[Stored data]
┄┄┄┄┄┄┄┄┄┄┄┄┄┄┄┄┄┄┄┄

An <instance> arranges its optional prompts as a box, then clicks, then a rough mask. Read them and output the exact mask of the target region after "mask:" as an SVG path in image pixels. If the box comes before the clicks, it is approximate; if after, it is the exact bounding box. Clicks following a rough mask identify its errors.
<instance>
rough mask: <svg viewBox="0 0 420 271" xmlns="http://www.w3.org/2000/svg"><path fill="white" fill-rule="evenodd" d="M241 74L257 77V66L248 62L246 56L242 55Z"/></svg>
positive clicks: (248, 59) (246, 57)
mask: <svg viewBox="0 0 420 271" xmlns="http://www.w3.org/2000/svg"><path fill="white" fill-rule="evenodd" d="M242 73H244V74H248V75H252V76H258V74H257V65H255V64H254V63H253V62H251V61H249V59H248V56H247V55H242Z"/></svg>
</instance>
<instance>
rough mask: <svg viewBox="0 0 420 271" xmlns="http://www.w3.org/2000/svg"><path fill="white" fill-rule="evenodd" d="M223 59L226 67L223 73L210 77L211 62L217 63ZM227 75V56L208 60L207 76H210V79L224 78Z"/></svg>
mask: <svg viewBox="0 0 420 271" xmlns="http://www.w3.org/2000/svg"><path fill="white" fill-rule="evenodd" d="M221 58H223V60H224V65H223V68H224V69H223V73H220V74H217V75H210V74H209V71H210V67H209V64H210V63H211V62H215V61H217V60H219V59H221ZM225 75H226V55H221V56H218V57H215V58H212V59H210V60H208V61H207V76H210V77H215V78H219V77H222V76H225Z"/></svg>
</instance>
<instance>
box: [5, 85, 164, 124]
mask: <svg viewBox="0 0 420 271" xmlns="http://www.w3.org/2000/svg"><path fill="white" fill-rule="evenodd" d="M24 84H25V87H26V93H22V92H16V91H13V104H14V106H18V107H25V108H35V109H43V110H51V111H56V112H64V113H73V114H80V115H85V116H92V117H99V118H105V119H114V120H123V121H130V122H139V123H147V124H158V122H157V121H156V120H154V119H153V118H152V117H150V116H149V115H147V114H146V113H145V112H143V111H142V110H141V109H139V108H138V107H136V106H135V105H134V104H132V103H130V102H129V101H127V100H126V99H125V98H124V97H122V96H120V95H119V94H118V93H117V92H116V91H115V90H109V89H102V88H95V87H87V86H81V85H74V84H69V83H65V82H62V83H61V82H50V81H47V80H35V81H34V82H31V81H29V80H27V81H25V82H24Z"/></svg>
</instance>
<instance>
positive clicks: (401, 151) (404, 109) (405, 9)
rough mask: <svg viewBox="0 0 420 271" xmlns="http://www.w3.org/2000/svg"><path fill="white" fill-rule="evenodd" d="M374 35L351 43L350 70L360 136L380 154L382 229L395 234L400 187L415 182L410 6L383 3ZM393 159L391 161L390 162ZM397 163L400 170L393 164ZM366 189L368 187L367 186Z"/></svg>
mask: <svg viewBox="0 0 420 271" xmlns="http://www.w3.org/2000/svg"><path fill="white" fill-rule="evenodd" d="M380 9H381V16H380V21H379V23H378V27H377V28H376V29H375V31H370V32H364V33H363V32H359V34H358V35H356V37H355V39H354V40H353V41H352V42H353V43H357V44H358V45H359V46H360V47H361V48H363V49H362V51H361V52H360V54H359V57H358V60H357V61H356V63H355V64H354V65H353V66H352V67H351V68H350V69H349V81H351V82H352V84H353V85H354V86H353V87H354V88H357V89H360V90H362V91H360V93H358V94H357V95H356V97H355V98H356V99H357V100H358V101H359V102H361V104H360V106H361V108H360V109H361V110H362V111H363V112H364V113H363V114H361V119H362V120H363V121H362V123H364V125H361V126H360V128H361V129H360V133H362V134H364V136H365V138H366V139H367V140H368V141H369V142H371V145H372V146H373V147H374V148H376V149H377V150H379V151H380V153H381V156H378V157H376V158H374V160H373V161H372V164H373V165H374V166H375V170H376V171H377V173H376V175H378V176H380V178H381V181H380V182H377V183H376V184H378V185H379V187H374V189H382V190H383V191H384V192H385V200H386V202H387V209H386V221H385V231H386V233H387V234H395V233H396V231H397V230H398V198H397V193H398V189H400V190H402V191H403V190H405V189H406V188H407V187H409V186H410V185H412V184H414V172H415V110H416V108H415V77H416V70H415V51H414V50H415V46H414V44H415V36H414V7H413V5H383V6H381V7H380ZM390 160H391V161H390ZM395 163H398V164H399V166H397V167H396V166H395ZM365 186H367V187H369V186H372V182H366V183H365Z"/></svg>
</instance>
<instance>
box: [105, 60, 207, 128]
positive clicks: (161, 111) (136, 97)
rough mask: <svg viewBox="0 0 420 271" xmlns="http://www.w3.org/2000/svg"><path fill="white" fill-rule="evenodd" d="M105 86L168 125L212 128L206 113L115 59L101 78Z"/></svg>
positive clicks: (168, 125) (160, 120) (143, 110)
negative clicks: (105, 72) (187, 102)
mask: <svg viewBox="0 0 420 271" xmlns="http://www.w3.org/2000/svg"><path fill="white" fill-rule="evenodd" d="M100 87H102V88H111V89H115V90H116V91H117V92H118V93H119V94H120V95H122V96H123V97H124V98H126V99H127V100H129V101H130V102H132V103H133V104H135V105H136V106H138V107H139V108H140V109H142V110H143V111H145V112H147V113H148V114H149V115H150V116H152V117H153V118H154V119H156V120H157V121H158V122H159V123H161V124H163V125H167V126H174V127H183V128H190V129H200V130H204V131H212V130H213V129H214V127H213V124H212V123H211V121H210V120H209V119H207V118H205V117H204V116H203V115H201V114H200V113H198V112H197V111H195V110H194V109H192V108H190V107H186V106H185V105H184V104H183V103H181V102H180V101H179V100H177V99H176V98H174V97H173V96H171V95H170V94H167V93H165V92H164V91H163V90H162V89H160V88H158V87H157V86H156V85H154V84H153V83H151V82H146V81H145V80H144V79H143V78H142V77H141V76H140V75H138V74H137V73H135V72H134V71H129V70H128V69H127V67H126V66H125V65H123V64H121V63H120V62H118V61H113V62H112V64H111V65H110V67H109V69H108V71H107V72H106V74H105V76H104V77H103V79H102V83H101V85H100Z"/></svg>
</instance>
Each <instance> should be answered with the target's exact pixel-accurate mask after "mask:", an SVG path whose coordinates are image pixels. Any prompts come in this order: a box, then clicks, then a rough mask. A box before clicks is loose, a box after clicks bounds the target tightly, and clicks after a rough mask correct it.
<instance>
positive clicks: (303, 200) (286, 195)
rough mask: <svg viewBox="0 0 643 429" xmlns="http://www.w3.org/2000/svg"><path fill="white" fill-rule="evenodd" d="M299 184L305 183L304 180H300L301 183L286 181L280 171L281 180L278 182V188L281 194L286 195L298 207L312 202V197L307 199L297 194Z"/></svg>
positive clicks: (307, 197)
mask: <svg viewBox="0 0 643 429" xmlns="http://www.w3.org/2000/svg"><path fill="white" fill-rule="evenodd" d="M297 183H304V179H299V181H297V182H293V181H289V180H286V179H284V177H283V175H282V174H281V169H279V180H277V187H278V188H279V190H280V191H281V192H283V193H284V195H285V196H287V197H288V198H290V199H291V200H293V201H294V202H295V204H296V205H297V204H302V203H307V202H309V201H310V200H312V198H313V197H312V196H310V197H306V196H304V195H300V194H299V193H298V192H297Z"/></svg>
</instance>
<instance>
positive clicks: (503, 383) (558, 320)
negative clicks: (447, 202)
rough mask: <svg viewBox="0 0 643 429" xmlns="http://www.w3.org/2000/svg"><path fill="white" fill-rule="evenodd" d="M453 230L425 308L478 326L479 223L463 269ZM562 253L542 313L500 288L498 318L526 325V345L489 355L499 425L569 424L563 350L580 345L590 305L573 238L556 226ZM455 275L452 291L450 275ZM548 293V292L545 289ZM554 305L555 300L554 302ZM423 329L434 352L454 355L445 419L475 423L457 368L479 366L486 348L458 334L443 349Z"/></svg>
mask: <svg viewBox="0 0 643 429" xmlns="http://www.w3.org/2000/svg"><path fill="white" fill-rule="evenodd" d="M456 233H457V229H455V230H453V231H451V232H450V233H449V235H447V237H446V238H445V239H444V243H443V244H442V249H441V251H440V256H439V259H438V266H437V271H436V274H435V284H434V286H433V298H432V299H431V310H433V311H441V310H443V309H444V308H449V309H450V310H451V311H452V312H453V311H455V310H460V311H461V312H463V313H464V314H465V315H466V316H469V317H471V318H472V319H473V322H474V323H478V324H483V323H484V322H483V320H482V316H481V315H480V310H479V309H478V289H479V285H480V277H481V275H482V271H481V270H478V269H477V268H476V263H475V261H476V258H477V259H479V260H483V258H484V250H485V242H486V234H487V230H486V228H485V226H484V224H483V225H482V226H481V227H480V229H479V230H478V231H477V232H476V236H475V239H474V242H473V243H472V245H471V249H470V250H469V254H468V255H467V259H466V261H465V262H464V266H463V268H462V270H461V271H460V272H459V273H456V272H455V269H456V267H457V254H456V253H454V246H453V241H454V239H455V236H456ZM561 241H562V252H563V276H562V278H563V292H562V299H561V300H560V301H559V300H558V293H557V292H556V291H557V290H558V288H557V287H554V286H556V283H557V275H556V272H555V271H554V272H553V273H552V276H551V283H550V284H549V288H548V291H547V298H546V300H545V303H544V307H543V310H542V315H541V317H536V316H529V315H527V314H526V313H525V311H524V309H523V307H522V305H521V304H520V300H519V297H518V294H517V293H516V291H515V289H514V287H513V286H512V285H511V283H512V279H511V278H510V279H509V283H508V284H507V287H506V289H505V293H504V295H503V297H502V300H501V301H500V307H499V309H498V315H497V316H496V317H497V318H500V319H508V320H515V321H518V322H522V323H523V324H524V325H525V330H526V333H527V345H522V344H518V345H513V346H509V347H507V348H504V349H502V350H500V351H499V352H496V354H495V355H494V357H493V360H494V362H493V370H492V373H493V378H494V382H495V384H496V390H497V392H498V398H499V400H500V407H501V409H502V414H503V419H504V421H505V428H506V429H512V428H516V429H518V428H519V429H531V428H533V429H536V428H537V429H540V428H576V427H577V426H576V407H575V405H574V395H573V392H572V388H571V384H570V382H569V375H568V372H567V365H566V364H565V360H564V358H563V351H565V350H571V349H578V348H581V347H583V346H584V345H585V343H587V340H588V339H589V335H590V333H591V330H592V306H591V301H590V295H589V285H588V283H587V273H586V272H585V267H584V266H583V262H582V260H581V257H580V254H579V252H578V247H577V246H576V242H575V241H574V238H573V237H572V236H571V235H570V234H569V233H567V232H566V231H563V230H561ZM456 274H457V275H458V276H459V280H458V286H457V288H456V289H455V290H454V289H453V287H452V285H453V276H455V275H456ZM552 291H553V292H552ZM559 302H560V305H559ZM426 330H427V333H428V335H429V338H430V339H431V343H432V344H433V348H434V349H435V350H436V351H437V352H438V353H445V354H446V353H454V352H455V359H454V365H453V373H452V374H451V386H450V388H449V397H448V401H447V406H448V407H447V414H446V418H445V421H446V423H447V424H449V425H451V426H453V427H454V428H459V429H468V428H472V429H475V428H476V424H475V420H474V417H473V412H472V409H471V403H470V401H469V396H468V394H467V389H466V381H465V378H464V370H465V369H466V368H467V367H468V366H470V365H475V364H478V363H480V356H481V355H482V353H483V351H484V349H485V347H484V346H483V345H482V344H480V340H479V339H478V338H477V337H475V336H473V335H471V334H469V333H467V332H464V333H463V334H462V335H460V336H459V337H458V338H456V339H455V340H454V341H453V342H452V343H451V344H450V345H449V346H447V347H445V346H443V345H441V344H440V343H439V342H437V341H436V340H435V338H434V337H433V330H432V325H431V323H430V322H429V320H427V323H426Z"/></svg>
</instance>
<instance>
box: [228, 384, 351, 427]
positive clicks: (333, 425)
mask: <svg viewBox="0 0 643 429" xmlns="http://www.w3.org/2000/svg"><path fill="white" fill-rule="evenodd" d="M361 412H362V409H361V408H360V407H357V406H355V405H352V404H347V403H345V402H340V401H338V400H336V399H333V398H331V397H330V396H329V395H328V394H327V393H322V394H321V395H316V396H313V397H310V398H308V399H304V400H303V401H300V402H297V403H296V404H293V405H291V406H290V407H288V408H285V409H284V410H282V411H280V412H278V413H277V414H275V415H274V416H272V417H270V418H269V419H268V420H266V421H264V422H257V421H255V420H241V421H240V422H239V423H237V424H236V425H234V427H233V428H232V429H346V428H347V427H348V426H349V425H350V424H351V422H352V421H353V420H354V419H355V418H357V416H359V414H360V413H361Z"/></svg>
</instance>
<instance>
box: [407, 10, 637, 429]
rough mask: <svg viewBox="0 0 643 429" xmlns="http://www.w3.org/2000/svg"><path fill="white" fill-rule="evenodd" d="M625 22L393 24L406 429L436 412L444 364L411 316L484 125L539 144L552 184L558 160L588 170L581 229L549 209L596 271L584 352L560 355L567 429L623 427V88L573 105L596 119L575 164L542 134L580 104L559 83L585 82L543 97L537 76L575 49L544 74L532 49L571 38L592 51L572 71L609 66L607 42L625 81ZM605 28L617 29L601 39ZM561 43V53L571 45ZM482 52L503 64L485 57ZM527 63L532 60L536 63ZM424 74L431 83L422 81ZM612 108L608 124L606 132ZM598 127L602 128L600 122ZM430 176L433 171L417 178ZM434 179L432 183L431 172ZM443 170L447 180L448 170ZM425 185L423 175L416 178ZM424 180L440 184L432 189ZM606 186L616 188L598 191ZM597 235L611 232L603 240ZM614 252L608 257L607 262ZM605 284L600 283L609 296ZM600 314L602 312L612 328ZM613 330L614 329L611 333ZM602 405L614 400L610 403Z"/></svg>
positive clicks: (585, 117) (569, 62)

┄┄┄┄┄┄┄┄┄┄┄┄┄┄┄┄┄┄┄┄

Work instructions: What you give back must be the stretch above, starting at the line with "positive clicks: (303, 200) (286, 195)" and ending at the line with "negative clicks: (447, 202)", copied exactly.

Finished task:
positive clicks: (303, 200) (286, 195)
rough mask: <svg viewBox="0 0 643 429" xmlns="http://www.w3.org/2000/svg"><path fill="white" fill-rule="evenodd" d="M299 184L305 183L304 180H300L301 183L286 181L280 171L281 180L278 182V188L281 194L286 195L298 207L312 202V197L307 199L297 194Z"/></svg>
positive clicks: (307, 197)
mask: <svg viewBox="0 0 643 429" xmlns="http://www.w3.org/2000/svg"><path fill="white" fill-rule="evenodd" d="M297 183H304V179H299V181H297V182H293V181H289V180H286V179H284V177H283V175H282V174H281V169H279V180H277V187H278V188H279V190H280V191H281V192H283V193H284V195H285V196H287V197H288V198H290V199H291V200H293V201H294V202H295V204H296V205H297V204H302V203H307V202H309V201H310V200H312V198H313V197H312V196H310V197H306V196H304V195H300V194H299V193H298V192H297Z"/></svg>
</instance>
<instance>
positive clicks: (503, 383) (558, 320)
negative clicks: (447, 202)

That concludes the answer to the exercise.